• [What is asked] Type out every line below exactly as it reads.

• [Input data]
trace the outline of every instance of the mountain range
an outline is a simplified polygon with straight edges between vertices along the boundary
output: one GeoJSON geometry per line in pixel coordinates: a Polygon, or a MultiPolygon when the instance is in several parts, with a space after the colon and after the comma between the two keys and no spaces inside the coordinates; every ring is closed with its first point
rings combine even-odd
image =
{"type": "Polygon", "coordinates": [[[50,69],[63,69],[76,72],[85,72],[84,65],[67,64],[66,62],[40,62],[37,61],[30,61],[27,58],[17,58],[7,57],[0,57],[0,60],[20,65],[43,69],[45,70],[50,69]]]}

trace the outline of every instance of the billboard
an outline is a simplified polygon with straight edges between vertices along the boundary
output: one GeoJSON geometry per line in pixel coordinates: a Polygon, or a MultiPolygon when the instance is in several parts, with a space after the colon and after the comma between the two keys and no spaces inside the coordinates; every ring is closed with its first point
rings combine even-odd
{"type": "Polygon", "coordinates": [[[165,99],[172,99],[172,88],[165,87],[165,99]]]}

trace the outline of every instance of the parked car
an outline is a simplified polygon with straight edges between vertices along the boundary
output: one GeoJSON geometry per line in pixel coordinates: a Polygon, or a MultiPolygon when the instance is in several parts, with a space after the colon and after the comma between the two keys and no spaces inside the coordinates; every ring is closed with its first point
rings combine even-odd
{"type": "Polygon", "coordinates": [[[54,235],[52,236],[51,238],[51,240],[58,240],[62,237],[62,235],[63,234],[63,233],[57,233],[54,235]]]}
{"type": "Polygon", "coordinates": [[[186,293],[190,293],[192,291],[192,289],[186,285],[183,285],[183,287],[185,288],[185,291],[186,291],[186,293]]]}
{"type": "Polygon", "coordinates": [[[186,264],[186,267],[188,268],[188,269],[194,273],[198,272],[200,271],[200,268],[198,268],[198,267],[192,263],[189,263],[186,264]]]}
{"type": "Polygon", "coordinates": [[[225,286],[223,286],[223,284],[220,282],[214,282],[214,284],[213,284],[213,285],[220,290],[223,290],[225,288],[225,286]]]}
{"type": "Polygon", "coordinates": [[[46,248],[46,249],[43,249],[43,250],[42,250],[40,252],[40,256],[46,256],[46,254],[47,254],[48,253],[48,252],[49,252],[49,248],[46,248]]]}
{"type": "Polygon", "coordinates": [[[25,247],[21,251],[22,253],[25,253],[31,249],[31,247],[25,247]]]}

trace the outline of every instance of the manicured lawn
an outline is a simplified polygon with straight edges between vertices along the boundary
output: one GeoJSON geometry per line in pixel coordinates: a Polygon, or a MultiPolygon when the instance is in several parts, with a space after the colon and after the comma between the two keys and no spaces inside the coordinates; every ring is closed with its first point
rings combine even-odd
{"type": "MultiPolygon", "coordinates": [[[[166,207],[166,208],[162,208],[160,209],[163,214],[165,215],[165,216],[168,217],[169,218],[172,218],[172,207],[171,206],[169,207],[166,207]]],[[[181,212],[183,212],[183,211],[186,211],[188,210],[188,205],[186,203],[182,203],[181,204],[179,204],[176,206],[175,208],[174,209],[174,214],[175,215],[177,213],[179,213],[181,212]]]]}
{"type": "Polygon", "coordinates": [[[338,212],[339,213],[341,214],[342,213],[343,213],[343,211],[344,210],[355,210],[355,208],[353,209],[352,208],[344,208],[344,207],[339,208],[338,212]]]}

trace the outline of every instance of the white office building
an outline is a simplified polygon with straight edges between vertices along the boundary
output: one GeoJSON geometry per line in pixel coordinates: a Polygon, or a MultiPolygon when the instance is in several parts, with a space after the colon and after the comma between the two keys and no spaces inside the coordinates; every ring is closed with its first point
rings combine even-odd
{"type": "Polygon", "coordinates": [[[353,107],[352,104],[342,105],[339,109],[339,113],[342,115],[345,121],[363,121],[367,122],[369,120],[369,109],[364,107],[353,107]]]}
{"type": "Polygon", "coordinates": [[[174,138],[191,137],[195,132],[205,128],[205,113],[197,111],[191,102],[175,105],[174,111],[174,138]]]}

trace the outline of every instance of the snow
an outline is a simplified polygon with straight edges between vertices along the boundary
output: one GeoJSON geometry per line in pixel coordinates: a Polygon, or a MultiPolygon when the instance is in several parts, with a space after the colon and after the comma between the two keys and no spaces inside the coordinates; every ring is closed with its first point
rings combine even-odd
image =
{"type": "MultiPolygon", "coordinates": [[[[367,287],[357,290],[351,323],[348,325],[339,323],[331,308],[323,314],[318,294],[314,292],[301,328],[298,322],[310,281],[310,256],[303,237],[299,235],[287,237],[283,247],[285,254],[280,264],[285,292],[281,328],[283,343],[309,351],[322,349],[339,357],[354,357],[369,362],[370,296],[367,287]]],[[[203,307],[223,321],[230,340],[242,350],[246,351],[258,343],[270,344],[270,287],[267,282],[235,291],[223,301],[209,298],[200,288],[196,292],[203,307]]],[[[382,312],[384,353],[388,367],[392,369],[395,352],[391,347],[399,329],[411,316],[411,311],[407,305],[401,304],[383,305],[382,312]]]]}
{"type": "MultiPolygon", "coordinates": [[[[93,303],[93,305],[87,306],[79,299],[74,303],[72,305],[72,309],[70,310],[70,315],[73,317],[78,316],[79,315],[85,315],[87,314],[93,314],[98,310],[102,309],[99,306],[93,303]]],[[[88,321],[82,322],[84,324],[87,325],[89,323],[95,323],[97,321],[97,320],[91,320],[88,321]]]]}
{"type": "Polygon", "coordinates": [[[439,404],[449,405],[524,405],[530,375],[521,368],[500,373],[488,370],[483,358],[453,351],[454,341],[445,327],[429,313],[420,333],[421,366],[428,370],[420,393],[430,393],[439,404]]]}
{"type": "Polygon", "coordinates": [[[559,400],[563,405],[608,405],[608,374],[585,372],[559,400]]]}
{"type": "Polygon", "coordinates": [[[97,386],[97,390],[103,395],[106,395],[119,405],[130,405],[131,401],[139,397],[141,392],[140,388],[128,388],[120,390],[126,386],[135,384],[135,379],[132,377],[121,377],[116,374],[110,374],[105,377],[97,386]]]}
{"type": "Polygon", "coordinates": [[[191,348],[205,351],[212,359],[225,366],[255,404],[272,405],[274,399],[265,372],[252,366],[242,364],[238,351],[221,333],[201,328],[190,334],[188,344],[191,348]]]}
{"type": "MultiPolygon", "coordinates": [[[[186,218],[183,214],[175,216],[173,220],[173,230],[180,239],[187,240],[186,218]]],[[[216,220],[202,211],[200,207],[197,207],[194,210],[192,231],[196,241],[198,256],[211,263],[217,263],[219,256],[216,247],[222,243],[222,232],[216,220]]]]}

• [Solution to this problem]
trace the outline of every instance of the mountain range
an outline is a simplified polygon with straight edges between vertices along the boundary
output: one GeoJSON geometry per line in pixel coordinates: a Polygon, or a MultiPolygon when the instance is in several parts, with a space after the colon and after the comma between the two keys and no spaces inside the coordinates; every ring is closed with its first point
rings combine even-odd
image =
{"type": "Polygon", "coordinates": [[[50,69],[63,69],[76,72],[85,72],[84,65],[67,64],[66,62],[40,62],[37,61],[30,61],[27,58],[17,58],[7,57],[0,57],[0,60],[20,65],[43,69],[45,70],[50,69]]]}

trace the outline of every instance of the billboard
an outline is a simplified polygon with straight edges between vertices along the boundary
output: one GeoJSON geometry per line in pixel coordinates: a Polygon, or a MultiPolygon when the instance is in several parts, with a space after the colon and after the comma between the two keys and no spaces inside the coordinates; every ring is closed with its first point
rings combine even-odd
{"type": "Polygon", "coordinates": [[[165,99],[172,99],[172,88],[165,87],[165,99]]]}

trace the outline of every instance of the parked car
an outline is a simplified polygon with straight edges between vertices along the boundary
output: one GeoJSON geometry per line in pixel coordinates: a Polygon, or a MultiPolygon when the instance is in several parts, with a space after the colon and after the comma between the two keys and no spaces inside the coordinates; every ring is closed with its first point
rings combine even-odd
{"type": "Polygon", "coordinates": [[[54,235],[52,236],[51,238],[51,240],[58,240],[62,237],[62,235],[63,234],[63,233],[57,233],[54,235]]]}
{"type": "Polygon", "coordinates": [[[186,293],[190,293],[192,291],[192,289],[186,285],[183,285],[183,287],[185,288],[185,291],[186,291],[186,293]]]}
{"type": "Polygon", "coordinates": [[[186,264],[186,267],[188,268],[188,269],[194,273],[198,272],[200,271],[200,268],[198,268],[198,267],[192,263],[189,263],[186,264]]]}
{"type": "Polygon", "coordinates": [[[225,286],[223,286],[223,284],[220,282],[214,282],[214,284],[213,284],[213,285],[220,290],[223,290],[225,288],[225,286]]]}
{"type": "Polygon", "coordinates": [[[46,248],[46,249],[43,249],[43,250],[42,250],[40,252],[40,256],[46,256],[46,254],[47,254],[48,253],[48,252],[49,252],[49,248],[46,248]]]}
{"type": "Polygon", "coordinates": [[[25,247],[21,251],[22,253],[25,253],[31,249],[31,247],[25,247]]]}

trace the outline of every instance of the manicured lawn
an outline is a simplified polygon with straight edges between vertices along the boundary
output: one GeoJSON geometry per line in pixel coordinates: a Polygon, or a MultiPolygon when the instance is in several parts, with a space after the colon and after the comma between the two keys and no spaces inside the coordinates; every ring is closed with its first point
rings combine even-odd
{"type": "MultiPolygon", "coordinates": [[[[166,207],[166,208],[162,208],[160,209],[163,214],[165,215],[165,216],[168,217],[169,218],[172,218],[172,207],[171,206],[169,207],[166,207]]],[[[181,212],[183,212],[183,211],[186,211],[188,210],[188,205],[186,203],[182,203],[181,204],[179,204],[176,206],[175,208],[174,209],[174,214],[175,215],[177,213],[179,213],[181,212]]]]}
{"type": "Polygon", "coordinates": [[[338,212],[339,213],[341,214],[342,213],[343,213],[343,211],[344,210],[355,210],[355,208],[353,209],[352,208],[344,208],[344,207],[339,208],[338,212]]]}

trace the outline of every instance of the white office building
an outline is a simplified polygon with straight edges between vertices along the boundary
output: one GeoJSON geometry per line in pixel coordinates: a Polygon, or a MultiPolygon when the instance is in several parts, with a space after the colon and after the comma between the two keys and no spaces inside the coordinates; every ring is closed with its first point
rings combine even-odd
{"type": "Polygon", "coordinates": [[[353,107],[352,104],[342,105],[339,109],[339,113],[342,115],[345,121],[363,121],[367,122],[369,120],[369,109],[364,107],[353,107]]]}
{"type": "Polygon", "coordinates": [[[174,138],[191,137],[195,132],[205,128],[205,113],[197,111],[191,102],[175,105],[174,111],[174,138]]]}

trace the outline of every instance of the snow
an outline is a simplified polygon with straight edges between vertices along the boundary
output: one GeoJSON geometry per line in pixel coordinates: a Polygon, or a MultiPolygon when the instance is in several parts, with a space after the colon and after the comma between the two keys and no spaces inside the coordinates; every ring is closed with its first point
rings combine even-odd
image =
{"type": "MultiPolygon", "coordinates": [[[[367,287],[357,290],[351,323],[348,325],[339,323],[331,308],[323,314],[318,294],[314,292],[301,328],[298,322],[310,281],[310,256],[303,237],[299,235],[287,237],[283,247],[285,254],[280,264],[285,292],[281,328],[283,343],[309,351],[322,349],[339,357],[354,357],[369,362],[370,296],[367,287]]],[[[203,307],[223,321],[230,340],[242,350],[246,351],[258,343],[270,344],[270,287],[267,282],[235,291],[223,301],[209,298],[200,288],[196,292],[203,307]]],[[[382,312],[384,353],[388,367],[392,369],[395,352],[391,347],[399,329],[411,316],[411,311],[407,305],[401,304],[383,305],[382,312]]]]}
{"type": "MultiPolygon", "coordinates": [[[[93,303],[93,305],[87,306],[79,299],[74,303],[72,305],[72,309],[70,310],[70,315],[73,317],[78,316],[79,315],[85,315],[87,314],[93,314],[98,310],[102,309],[99,306],[93,303]]],[[[88,321],[82,322],[84,324],[87,325],[89,323],[95,323],[97,321],[97,320],[91,320],[88,321]]]]}
{"type": "Polygon", "coordinates": [[[439,404],[449,405],[524,405],[530,375],[521,368],[500,373],[488,370],[483,358],[453,351],[454,341],[445,327],[429,313],[420,333],[421,366],[428,370],[420,393],[430,393],[439,404]]]}
{"type": "Polygon", "coordinates": [[[559,400],[563,405],[608,405],[608,374],[585,372],[559,400]]]}
{"type": "Polygon", "coordinates": [[[97,386],[97,390],[103,395],[106,395],[119,405],[130,405],[131,401],[139,397],[141,392],[140,388],[128,388],[120,390],[126,386],[135,384],[135,379],[132,377],[121,377],[116,374],[110,374],[105,377],[97,386]]]}
{"type": "Polygon", "coordinates": [[[191,348],[205,351],[212,359],[225,366],[255,404],[272,405],[274,399],[265,372],[252,366],[242,364],[238,351],[221,333],[201,328],[190,334],[188,344],[191,348]]]}
{"type": "MultiPolygon", "coordinates": [[[[186,218],[183,214],[175,216],[173,220],[173,230],[180,239],[187,240],[186,218]]],[[[216,220],[202,211],[200,207],[197,207],[194,210],[192,231],[196,241],[198,256],[211,263],[217,263],[219,256],[216,247],[222,243],[222,232],[216,220]]]]}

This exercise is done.